Data excerpts |
════════════════
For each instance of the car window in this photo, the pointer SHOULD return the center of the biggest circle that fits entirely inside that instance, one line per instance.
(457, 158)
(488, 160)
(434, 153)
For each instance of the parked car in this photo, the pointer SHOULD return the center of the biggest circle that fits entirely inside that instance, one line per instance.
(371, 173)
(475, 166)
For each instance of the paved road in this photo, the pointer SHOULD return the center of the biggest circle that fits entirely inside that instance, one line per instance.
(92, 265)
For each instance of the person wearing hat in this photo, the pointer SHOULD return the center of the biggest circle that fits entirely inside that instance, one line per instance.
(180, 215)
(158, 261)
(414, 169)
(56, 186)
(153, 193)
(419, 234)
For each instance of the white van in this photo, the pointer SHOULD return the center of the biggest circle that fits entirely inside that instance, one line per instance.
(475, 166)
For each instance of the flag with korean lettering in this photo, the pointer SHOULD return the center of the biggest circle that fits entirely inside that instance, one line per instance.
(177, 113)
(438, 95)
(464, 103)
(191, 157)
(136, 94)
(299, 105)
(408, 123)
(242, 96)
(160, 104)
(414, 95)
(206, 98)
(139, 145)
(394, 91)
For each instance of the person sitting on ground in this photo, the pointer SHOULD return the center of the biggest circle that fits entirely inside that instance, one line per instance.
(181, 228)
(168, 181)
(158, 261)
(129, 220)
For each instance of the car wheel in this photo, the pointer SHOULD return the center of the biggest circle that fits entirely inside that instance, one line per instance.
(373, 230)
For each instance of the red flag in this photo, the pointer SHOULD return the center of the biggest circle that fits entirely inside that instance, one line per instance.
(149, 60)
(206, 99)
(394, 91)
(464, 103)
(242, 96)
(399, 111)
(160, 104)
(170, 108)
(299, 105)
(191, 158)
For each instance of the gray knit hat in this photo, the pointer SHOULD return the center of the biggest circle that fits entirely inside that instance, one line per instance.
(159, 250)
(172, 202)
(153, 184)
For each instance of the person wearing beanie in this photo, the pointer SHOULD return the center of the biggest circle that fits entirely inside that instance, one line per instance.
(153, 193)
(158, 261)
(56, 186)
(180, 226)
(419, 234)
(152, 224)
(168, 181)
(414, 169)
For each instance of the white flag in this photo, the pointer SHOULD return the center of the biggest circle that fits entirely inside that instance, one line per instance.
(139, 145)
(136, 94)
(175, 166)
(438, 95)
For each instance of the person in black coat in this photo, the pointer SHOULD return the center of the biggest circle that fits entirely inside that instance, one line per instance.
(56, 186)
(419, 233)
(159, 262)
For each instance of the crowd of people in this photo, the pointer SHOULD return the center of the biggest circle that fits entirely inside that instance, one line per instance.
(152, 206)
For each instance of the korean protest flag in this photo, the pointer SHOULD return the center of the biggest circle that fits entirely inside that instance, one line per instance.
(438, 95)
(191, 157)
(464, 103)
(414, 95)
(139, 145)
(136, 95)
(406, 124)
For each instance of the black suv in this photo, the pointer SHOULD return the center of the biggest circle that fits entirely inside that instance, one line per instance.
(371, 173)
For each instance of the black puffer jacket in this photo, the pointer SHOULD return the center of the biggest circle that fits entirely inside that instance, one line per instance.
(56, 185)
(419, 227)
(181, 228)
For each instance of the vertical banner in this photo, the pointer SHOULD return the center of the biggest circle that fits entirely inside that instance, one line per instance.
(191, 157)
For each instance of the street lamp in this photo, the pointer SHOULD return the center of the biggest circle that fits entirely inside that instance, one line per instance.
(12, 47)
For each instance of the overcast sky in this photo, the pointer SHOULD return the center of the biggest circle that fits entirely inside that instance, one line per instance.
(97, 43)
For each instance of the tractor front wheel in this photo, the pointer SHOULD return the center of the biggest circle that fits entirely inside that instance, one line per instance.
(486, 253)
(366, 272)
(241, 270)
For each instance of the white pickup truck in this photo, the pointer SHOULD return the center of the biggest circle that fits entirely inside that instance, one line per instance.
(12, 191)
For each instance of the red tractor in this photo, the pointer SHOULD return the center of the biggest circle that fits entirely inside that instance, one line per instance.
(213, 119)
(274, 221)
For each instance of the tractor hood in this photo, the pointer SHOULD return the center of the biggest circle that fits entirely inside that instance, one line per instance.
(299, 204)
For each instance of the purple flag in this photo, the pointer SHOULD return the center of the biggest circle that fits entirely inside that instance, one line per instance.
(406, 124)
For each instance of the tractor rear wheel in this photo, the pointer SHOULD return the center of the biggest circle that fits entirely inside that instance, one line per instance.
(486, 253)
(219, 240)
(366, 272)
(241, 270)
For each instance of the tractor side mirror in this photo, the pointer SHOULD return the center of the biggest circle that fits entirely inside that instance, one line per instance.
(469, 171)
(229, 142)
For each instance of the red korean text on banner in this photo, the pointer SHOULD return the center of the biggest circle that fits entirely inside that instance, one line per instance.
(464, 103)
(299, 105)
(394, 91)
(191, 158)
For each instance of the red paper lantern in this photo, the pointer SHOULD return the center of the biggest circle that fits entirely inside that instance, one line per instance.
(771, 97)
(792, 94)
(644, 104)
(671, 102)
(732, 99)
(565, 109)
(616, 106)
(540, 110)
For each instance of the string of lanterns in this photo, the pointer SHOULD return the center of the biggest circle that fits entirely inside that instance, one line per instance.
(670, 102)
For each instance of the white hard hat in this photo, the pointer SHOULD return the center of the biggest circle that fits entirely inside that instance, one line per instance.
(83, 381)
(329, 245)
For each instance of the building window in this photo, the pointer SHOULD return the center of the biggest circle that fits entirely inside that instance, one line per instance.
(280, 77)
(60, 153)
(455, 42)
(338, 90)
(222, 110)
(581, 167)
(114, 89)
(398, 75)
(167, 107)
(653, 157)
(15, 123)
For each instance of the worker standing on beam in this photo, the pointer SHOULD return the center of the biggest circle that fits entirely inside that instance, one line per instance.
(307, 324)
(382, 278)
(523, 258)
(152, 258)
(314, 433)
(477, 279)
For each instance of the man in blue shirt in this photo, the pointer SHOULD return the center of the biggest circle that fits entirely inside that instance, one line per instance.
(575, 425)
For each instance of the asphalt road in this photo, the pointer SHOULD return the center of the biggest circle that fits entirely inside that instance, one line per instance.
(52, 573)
════════════════
Take the line with "For each instance of the string" and all lines after it through the end of the records, and write them out exactly; include nothing else.

The completed task |
For each instance of the string of lanterns in this photo, the pointer SHOULD return the center of the biggest circle that fits entirely inside that instance, one line per instance.
(670, 102)
For each instance of the white hard hat in this photo, the pointer SHOULD return the center of the biggest circle that fits entirely inside that instance, one line per instance.
(83, 381)
(329, 245)
For each instance of the building window in this photo, the pointer SHOULD return the center of the biggest circle that fits entirely inside that instance, one line per instance.
(280, 77)
(60, 153)
(455, 42)
(338, 90)
(222, 110)
(581, 167)
(114, 89)
(398, 75)
(167, 107)
(653, 157)
(15, 123)
For each instance of the worker standing on beam in this photo, the pointer SHOULD return the center of the biggest circle that fits entirely inside that instance, one line per instance.
(307, 324)
(382, 278)
(523, 258)
(152, 258)
(314, 433)
(477, 279)
For each instance of the man in blue shirt in this photo, the pointer SHOULD return the center of the biggest circle that fits entirely inside that instance, one line per instance.
(575, 425)
For each instance of the asphalt road in this photo, the pointer SHOULD return the center of the biggest circle that fits entirely inside that instance, one line per instance.
(52, 573)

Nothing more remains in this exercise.